-------- EXCERPT PROVIDED

Now on to today’s topic, fine motor activities!

These winter fine motor activities can help kids develop the hand strength and fine motor skills needed for every day tasks, all with a winter theme.

Winter fine motor activities are fun ways to build hand strength.

Winter Fine Motor Activities

Winter is a great time to work on fine motor skills. It’s so functional! You can help kids by getting those hands moving so they have the finger dexterity, pinch strength, and finger isolation to put on a pair of gloves.

You can address gross hand grasp, arch development, and bilateral coordination skills so kids can pull on a pair of boots. You can work on precision, separation of the sides of the hand, eye-hand coordination, and in-hand manipulation skills so kids can zipper and button winter coats. All of these are functional winter tasks!

We used those same hole reinforcer stickers to make a fine motor snowman craft that boosts skills like tip to tip precision, separation of the sides of the hand, and arch strength.

----------------
-------- GIVEN RECORDS

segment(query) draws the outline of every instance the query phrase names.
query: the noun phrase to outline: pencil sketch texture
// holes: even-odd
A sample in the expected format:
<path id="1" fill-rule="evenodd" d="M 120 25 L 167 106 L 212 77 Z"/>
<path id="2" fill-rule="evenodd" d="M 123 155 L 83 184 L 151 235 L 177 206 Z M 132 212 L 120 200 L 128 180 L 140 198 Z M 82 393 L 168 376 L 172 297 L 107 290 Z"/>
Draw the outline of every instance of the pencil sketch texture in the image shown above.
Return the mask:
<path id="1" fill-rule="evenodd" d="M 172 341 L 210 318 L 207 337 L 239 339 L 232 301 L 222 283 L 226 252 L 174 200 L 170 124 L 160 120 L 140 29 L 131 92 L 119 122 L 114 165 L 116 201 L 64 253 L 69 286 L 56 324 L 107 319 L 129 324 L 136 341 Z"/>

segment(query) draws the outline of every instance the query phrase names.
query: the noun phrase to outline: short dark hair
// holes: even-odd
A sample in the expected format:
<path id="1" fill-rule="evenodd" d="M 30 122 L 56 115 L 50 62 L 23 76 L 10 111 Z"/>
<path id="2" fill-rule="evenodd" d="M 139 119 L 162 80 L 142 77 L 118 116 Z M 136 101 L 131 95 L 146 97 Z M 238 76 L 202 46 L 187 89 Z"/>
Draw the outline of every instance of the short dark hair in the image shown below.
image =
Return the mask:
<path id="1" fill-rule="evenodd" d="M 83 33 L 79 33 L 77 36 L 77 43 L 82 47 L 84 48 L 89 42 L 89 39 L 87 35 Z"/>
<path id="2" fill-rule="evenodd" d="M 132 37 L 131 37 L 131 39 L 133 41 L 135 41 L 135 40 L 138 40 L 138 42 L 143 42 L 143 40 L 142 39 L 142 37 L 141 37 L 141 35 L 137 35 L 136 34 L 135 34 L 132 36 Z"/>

----------------

▸ **TASK TO COMPLETE**: Return the stretch of the winter fine motor activities text from "These winter fine" through "functional winter tasks!", copied word for word.

▸ **TASK OUTPUT**:
These winter fine motor activities can help kids develop the hand strength and fine motor skills needed for every day tasks, all with a winter theme.

Winter fine motor activities are fun ways to build hand strength.

Winter Fine Motor Activities

Winter is a great time to work on fine motor skills. It’s so functional! You can help kids by getting those hands moving so they have the finger dexterity, pinch strength, and finger isolation to put on a pair of gloves.

You can address gross hand grasp, arch development, and bilateral coordination skills so kids can pull on a pair of boots. You can work on precision, separation of the sides of the hand, eye-hand coordination, and in-hand manipulation skills so kids can zipper and button winter coats. All of these are functional winter tasks!